Source data:

--- Start ---

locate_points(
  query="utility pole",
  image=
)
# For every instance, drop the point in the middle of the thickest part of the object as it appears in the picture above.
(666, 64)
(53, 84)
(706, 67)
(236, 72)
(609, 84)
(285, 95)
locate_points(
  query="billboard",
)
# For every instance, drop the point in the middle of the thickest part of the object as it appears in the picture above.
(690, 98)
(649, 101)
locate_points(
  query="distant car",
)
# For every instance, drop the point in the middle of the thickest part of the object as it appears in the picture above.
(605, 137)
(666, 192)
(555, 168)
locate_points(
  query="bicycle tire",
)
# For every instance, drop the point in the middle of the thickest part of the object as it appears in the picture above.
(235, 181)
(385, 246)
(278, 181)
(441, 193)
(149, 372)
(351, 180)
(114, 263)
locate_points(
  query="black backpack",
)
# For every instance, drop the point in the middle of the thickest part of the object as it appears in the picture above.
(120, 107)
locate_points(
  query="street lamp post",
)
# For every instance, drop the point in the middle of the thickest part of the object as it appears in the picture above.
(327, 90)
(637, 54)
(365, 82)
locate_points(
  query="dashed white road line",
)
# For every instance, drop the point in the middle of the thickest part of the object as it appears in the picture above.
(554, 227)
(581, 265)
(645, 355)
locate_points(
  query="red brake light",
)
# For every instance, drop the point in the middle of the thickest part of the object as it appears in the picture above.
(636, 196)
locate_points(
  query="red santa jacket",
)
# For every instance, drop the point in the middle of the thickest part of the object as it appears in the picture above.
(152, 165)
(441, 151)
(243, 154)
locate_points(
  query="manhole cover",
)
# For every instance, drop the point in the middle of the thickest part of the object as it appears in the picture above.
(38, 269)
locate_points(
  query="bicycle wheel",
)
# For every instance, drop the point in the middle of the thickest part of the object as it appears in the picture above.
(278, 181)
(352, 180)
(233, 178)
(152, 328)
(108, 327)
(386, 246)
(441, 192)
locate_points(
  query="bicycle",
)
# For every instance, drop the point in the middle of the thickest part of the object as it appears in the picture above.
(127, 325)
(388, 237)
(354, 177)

--- End ---
--- Start ---

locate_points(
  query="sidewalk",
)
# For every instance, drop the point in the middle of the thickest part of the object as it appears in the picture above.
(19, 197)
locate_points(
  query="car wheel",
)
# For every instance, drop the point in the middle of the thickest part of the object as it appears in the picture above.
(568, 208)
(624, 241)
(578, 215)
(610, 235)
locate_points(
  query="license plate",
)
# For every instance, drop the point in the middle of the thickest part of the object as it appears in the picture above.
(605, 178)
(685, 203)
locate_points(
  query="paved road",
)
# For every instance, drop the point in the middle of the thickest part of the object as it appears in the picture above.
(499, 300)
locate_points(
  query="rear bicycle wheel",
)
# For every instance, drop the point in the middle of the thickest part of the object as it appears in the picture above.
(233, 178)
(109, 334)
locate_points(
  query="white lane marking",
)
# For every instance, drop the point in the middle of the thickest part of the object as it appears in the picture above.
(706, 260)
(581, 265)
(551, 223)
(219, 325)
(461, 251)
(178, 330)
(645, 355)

--- End ---
--- Start ---

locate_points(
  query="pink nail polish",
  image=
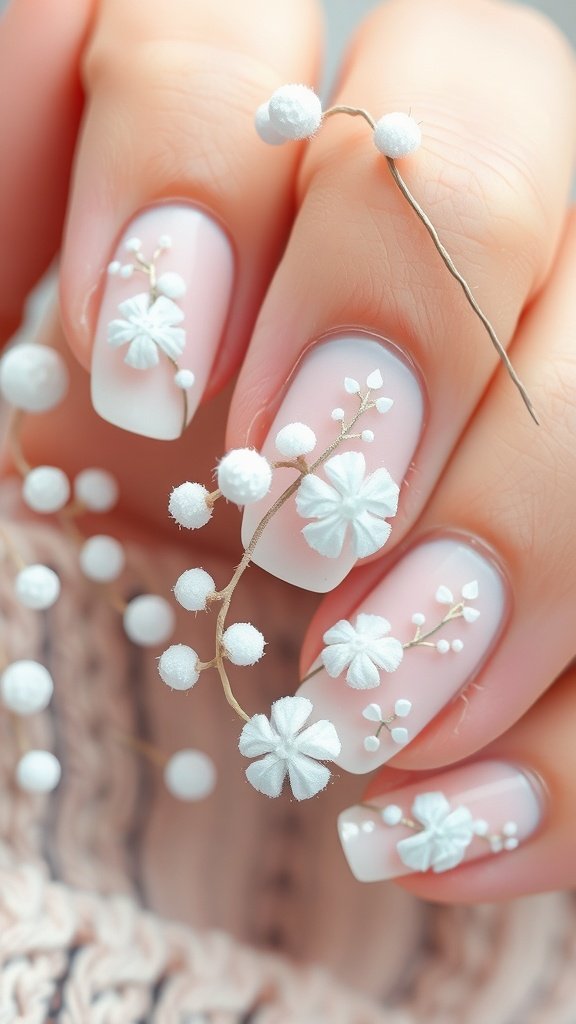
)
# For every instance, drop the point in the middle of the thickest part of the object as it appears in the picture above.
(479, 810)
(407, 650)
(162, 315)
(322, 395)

--- End ---

§ Task goal:
Extract every line of the listing above that contains the string "road", treating uppercase and lowercase letters as different.

§ Answer in full:
  query="dashed white road line",
  query="paved road",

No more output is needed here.